Cette nouvelle disposition empêcherait donc un salarié appartenant à la même entreprise et faisant le même travail qu’un autre, mais sur un « site » différent, « d’invoquer utilement une différence de rémunération », (apparaissant pourtant injustifiée, dès lors que cette différence de rémunération résulte du transfert conventionnel).

Là où le processus apparait critiquable est qu’en raison de l’application par le Gouvernement de l’article 49 alinéa 3 de la Constitution, le débat sur cette disposition n’a pas réellement eu lieu devant les Parlementaires.

Il aurait été pourtant nécessaire de savoir si cette disposition qui porte atteinte à un principe constitutionnel n’avait pas uniquement pour but de protéger des intérêts financiers particuliers avant de la faire entrer dans le corpus législatif français.

□ □ □ □ □

* _Consignes_:
1. Répondez à ces questions sur l'extrait consacré à la nouvelle disposition :
(a) D'après l'extrait, de quoi la différence de rémunération doit-elle résulter pour qu'un salarié ne puisse plus l'invoquer utilement ?
(b) Quel article de la Constitution le Gouvernement a-t-il appliqué ?
(c) Selon l'extrait, qu'est-ce qui n'a pas réellement eu lieu devant les Parlementaires ?
2. Recopiez le passage de l'extrait consacré à la nouvelle disposition qui commence à « Cette nouvelle disposition » et se termine à « devant les Parlementaires. ».
3. Reprenez l'extrait consacré à la nouvelle disposition à la suite de sa dernière phrase.
La liste placée après ce texte n'est d'aucune utilité ici.

* _Documents fournis_:
□ □ □ □ □

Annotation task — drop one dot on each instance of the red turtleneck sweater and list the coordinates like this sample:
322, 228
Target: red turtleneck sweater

□ □ □ □ □

* _Réponses par consigne_:
1.
(a) Elle doit résulter du transfert conventionnel.
(b) Il a appliqué l'article 49 alinéa 3 de la Constitution.
(c) Le débat sur cette disposition n'a pas réellement eu lieu devant les Parlementaires.

2.
Cette nouvelle disposition empêcherait donc un salarié appartenant à la même entreprise et faisant le même travail qu’un autre, mais sur un « site » différent, « d’invoquer utilement une différence de rémunération », (apparaissant pourtant injustifiée, dès lors que cette différence de rémunération résulte du transfert conventionnel).

Là où le processus apparait critiquable est qu’en raison de l’application par le Gouvernement de l’article 49 alinéa 3 de la Constitution, le débat sur cette disposition n’a pas réellement eu lieu devant les Parlementaires.

3.
Si tel était le cas, la loi «Travail » deviendrait alors un énième exemple d’un processus législatif manifestement dévoyé permettant à des entreprises ou des associations d’influencer en leur faveur les décideurs publics, corroborant, par là même, la nécessité de légiférer sur le sujet et justifiant d’ailleurs, la note peu glorieuse de 2,7/10 attribuée à la France par l’association « Transparency International », qui milite pour plus de transparence et d’intégrité dans la vie publique.

Il est à noter qu’une Question Prioritaire de Constitutionnalité déposée et transmise le 5 octobre 2016 par le Conseil de Prud’hommes de MONTPELLIER, permettra, peut-être, de savoir si cette disposition, de la loi « Travail », était bien l’expression de la volonté générale...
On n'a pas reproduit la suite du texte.